● **TASK DETAILS**: Your copy should match the records below exactly, except for the pictures.

....

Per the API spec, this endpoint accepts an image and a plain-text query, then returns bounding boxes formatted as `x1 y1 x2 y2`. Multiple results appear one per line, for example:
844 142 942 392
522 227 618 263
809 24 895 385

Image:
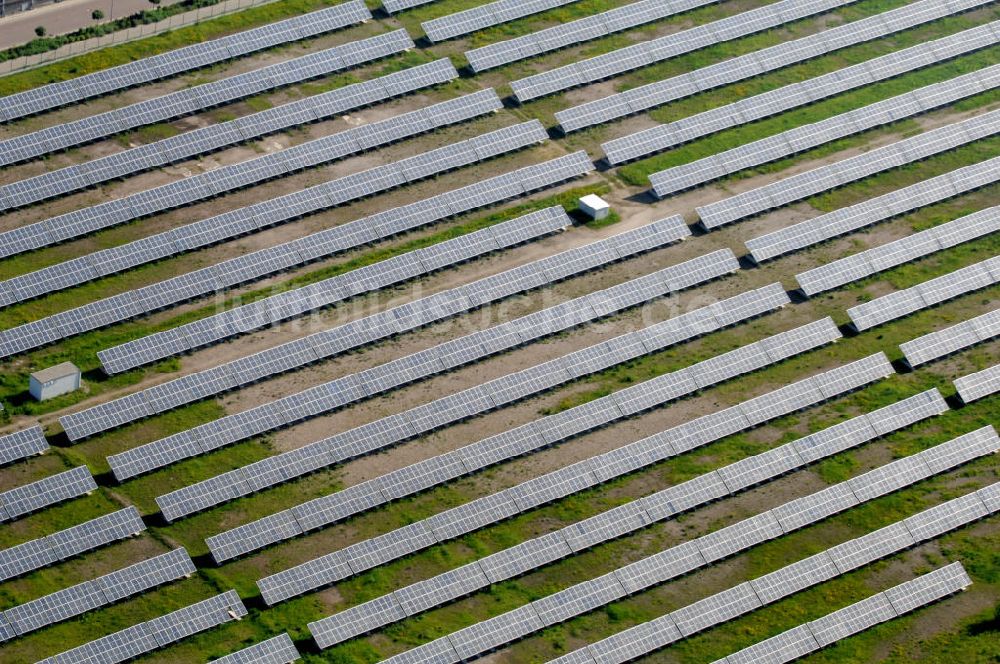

....

● **EXPECTED ANSWER**:
Per the API spec, this endpoint accepts an image and a plain-text query, then returns bounding boxes formatted as `x1 y1 x2 y2`. Multiple results appear one per line, for example:
844 142 942 392
522 227 618 263
809 24 895 385

Image:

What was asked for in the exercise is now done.